▼▼▼

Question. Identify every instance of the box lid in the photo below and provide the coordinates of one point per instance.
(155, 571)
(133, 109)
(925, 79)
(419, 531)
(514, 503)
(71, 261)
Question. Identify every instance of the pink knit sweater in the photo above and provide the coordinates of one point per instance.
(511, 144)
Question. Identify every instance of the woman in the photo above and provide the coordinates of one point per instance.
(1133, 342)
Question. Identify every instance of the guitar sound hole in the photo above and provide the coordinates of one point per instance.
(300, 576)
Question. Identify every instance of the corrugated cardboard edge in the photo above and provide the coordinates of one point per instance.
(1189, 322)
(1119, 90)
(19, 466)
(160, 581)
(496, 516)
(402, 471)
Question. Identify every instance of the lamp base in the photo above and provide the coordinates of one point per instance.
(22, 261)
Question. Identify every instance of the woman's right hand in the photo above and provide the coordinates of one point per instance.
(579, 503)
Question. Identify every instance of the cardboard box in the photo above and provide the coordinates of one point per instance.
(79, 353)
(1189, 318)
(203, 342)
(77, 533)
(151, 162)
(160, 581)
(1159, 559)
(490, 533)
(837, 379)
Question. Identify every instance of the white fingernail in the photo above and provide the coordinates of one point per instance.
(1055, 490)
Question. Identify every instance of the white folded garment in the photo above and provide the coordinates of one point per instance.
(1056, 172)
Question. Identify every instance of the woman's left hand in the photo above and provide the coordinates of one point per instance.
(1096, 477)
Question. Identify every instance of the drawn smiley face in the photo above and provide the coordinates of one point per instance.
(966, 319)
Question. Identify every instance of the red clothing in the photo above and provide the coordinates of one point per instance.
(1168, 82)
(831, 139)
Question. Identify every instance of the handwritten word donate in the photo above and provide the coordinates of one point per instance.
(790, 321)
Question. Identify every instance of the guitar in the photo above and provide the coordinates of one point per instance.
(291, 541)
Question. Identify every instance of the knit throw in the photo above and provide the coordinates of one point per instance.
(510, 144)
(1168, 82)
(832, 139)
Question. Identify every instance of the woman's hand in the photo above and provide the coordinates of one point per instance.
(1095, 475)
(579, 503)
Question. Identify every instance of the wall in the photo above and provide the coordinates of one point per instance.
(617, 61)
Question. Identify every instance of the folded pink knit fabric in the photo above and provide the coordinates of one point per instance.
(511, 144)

▲▲▲

Given task: Set down, word for word, only the lines running from the line with "Question. Identify every instance of the handwritten" to the last line of the listing above. Both of those lines belong in your answer.

Finished task:
Question. Identify every instance of the handwritten word donate in the photo above and provide the coordinates of one point per instance.
(790, 321)
Question. Identify every instance of the guitar in the photo above and provide the coordinates of one point per instance.
(291, 541)
Question. Identify every instance of the knit throw in the photo above and provide the coordinates of one point per instance.
(510, 144)
(1168, 82)
(832, 139)
Question. Identify every instance of the woman's hand in the photo above and provide the coordinates of one point per instance.
(1095, 475)
(579, 503)
Question. Identify every instance of the wall in the photo above and provide the coordinates of one point per instance.
(617, 61)
Question. Identify every instance of the folded pink knit fabric in the photo above and provide the coordinates of one point per instance.
(511, 144)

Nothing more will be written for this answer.